What the task asks: Repeat the records word for word from their first line through the line containing "[318,119,333,132]".

Dataset extracts labeled with boxes:
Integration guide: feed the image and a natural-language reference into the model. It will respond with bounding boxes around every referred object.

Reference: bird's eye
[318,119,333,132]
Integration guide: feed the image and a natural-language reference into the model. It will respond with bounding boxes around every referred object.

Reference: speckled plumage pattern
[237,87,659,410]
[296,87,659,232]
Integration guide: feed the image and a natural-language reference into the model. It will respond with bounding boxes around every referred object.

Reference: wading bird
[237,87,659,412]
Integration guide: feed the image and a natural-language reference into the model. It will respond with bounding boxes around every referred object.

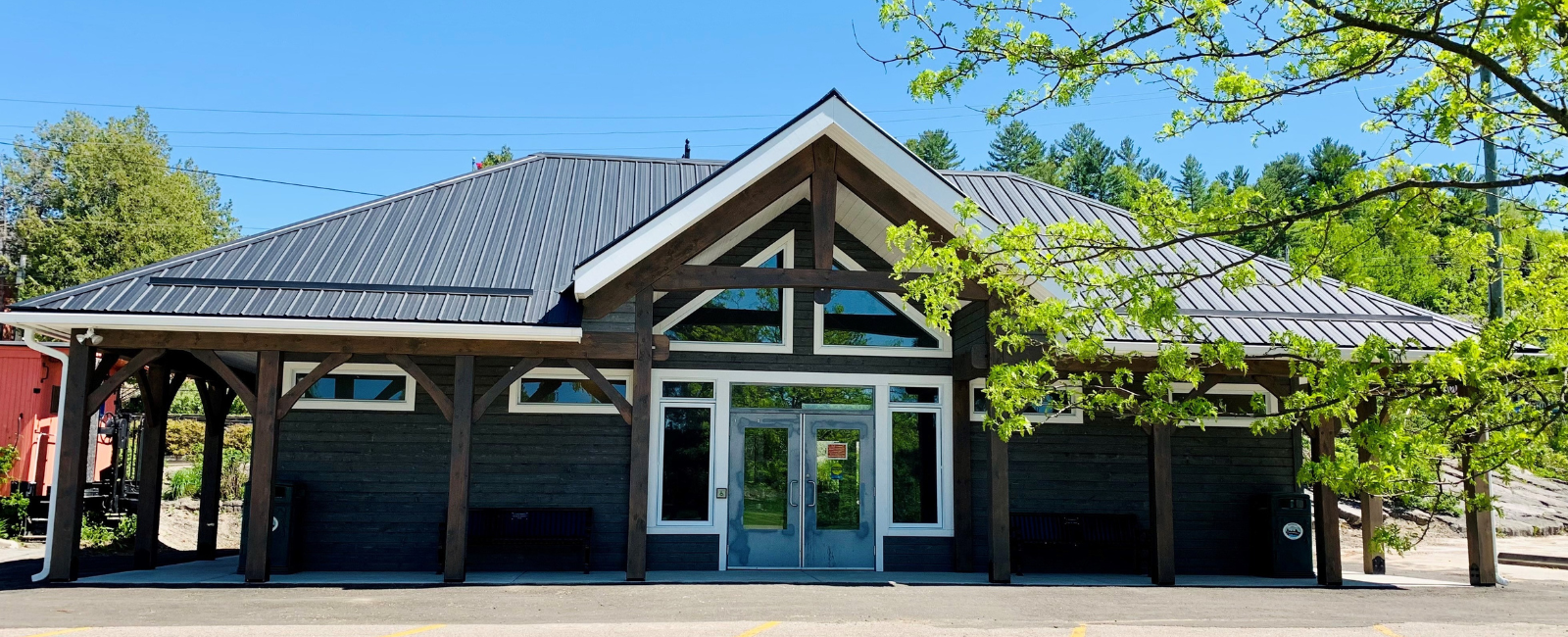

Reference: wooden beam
[196,378,235,561]
[1150,423,1176,587]
[473,358,544,422]
[47,338,94,582]
[834,146,954,242]
[654,266,988,301]
[245,350,284,582]
[99,329,669,361]
[442,356,473,584]
[277,352,353,420]
[191,350,256,415]
[125,361,185,569]
[583,149,813,318]
[566,360,635,425]
[1311,417,1346,587]
[88,348,163,411]
[952,373,975,572]
[1460,430,1497,587]
[810,136,839,303]
[623,287,654,582]
[387,355,452,422]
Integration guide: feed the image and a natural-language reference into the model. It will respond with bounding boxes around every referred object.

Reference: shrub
[0,493,26,538]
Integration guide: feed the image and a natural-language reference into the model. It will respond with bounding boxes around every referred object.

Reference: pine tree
[985,120,1046,172]
[1171,155,1209,211]
[1051,123,1124,203]
[904,128,964,172]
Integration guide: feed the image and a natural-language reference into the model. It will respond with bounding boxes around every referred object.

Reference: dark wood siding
[648,535,718,571]
[953,422,1294,574]
[883,535,954,571]
[279,358,630,571]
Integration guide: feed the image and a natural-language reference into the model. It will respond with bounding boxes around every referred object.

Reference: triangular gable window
[656,232,795,350]
[817,250,951,356]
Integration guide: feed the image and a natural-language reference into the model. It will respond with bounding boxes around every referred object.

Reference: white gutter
[22,328,71,582]
[0,311,583,342]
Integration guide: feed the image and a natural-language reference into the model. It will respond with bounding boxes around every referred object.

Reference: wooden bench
[1011,514,1147,574]
[441,507,593,572]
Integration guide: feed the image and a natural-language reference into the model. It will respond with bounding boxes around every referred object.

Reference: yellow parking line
[384,624,447,637]
[26,627,88,637]
[735,621,779,637]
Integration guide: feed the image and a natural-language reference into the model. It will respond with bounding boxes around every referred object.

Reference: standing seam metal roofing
[14,154,1474,347]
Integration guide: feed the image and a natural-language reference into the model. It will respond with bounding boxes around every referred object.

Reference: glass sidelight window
[659,407,713,522]
[892,411,941,524]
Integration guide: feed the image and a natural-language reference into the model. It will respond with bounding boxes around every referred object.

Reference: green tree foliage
[473,144,513,170]
[880,0,1568,546]
[0,108,238,297]
[985,120,1046,174]
[904,128,964,172]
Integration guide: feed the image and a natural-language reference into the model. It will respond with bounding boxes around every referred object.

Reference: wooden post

Result:
Integration guide: feed the image and a natural-language reference into the model. It will respond with bounding boxes around every referred object.

Reference: bird's eye
[318,119,333,132]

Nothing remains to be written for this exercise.